Each line of the data that includes the string "cage" is to be copied out.

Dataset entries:
----------
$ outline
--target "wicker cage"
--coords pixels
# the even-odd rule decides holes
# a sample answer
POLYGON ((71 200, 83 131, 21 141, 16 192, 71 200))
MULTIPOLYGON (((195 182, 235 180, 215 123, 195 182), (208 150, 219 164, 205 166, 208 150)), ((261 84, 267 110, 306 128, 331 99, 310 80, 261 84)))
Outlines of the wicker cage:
----------
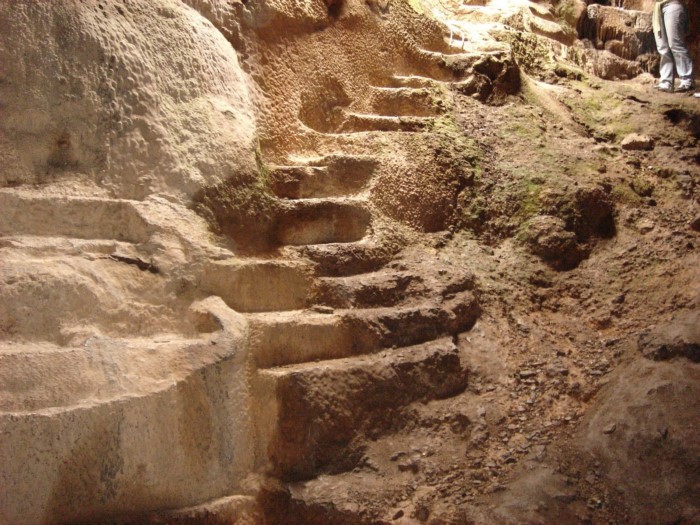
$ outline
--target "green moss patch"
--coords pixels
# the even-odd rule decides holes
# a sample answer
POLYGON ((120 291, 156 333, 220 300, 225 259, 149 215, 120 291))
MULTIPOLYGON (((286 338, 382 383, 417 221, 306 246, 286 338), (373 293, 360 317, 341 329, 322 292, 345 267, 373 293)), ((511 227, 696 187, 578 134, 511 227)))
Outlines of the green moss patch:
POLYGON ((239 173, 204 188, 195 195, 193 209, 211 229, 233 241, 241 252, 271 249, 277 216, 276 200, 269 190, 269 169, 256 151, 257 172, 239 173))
----------
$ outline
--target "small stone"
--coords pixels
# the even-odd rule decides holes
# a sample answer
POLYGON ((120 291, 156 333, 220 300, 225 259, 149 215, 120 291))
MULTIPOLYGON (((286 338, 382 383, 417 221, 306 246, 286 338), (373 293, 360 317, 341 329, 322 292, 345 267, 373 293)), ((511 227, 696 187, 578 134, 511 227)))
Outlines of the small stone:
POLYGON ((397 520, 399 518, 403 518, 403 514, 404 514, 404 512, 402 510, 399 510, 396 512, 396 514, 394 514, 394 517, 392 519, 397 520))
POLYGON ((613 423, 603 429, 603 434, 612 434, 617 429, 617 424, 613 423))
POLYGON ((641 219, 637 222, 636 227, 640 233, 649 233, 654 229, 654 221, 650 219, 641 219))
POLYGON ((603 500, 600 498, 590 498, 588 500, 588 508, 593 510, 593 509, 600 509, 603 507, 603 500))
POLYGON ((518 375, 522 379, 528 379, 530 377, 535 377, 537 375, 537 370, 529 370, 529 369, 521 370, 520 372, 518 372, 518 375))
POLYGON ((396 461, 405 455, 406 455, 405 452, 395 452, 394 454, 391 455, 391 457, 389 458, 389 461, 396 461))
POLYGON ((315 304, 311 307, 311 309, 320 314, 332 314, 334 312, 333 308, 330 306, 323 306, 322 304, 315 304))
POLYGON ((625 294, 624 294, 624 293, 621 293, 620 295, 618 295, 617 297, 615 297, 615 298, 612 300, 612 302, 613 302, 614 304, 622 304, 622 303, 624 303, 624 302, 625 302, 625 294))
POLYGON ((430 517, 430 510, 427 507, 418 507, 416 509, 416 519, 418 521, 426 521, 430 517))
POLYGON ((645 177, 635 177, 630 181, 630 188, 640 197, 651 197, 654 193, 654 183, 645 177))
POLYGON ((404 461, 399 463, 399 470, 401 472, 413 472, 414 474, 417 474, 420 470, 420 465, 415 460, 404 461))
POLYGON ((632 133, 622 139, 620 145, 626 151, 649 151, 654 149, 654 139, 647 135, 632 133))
----------
_SOLUTION:_
--target "wicker cage"
Outlines of the wicker cage:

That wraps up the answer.